• Records provided:
((
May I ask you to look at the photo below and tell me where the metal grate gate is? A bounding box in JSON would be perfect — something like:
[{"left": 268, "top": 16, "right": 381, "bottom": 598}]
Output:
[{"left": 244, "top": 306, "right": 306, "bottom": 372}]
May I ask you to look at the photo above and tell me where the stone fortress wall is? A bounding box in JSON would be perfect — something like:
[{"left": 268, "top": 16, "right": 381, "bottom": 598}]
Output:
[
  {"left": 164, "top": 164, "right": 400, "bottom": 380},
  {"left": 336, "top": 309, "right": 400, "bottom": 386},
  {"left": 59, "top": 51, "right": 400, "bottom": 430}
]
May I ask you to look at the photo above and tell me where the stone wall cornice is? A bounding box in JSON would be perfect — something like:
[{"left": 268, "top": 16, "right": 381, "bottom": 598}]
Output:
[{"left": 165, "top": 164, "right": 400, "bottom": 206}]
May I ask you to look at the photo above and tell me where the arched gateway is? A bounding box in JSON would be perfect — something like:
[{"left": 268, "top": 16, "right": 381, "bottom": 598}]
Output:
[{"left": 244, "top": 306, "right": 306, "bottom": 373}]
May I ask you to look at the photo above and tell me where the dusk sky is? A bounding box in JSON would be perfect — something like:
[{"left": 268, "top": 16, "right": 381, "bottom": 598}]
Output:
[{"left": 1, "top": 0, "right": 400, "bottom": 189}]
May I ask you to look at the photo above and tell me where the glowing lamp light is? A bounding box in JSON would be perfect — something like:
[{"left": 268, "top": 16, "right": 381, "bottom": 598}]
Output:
))
• Task objective:
Every line of the data above is to be repeated exactly.

• Task output:
May I ask you to look at the photo below and tell me where the metal grate gate is? A bounding box in JSON would be perfect — something like:
[{"left": 268, "top": 16, "right": 381, "bottom": 598}]
Output:
[{"left": 244, "top": 306, "right": 306, "bottom": 372}]
May I ask you to look at the photo above and tell me where the stone fortress wall is? A bounding box in JSON would be perfect — something like:
[{"left": 268, "top": 16, "right": 381, "bottom": 598}]
Output:
[
  {"left": 164, "top": 164, "right": 400, "bottom": 380},
  {"left": 336, "top": 309, "right": 400, "bottom": 386},
  {"left": 59, "top": 51, "right": 400, "bottom": 430}
]
May I ask you to look at the photo above and tell me where the stone wall cornice is? A bounding box in JSON would be perfect — something like:
[{"left": 268, "top": 16, "right": 381, "bottom": 598}]
Output:
[{"left": 165, "top": 164, "right": 400, "bottom": 206}]
May I ask you to look at the photo above and tell me where the arched gateway is? A bounding box in JSON would be perfect — something like:
[{"left": 268, "top": 16, "right": 381, "bottom": 598}]
Output:
[{"left": 244, "top": 306, "right": 306, "bottom": 373}]
May I ask you to look at the photo above and tell me where the dusk sky is? A bounding box in JSON would be perfect — something like:
[{"left": 268, "top": 16, "right": 381, "bottom": 598}]
Output:
[{"left": 1, "top": 0, "right": 400, "bottom": 189}]
May I ask you to look at the photo above and tell me where the glowing lamp light is? A bounding box in JSON would be perfect — something like:
[{"left": 268, "top": 16, "right": 381, "bottom": 598}]
Output:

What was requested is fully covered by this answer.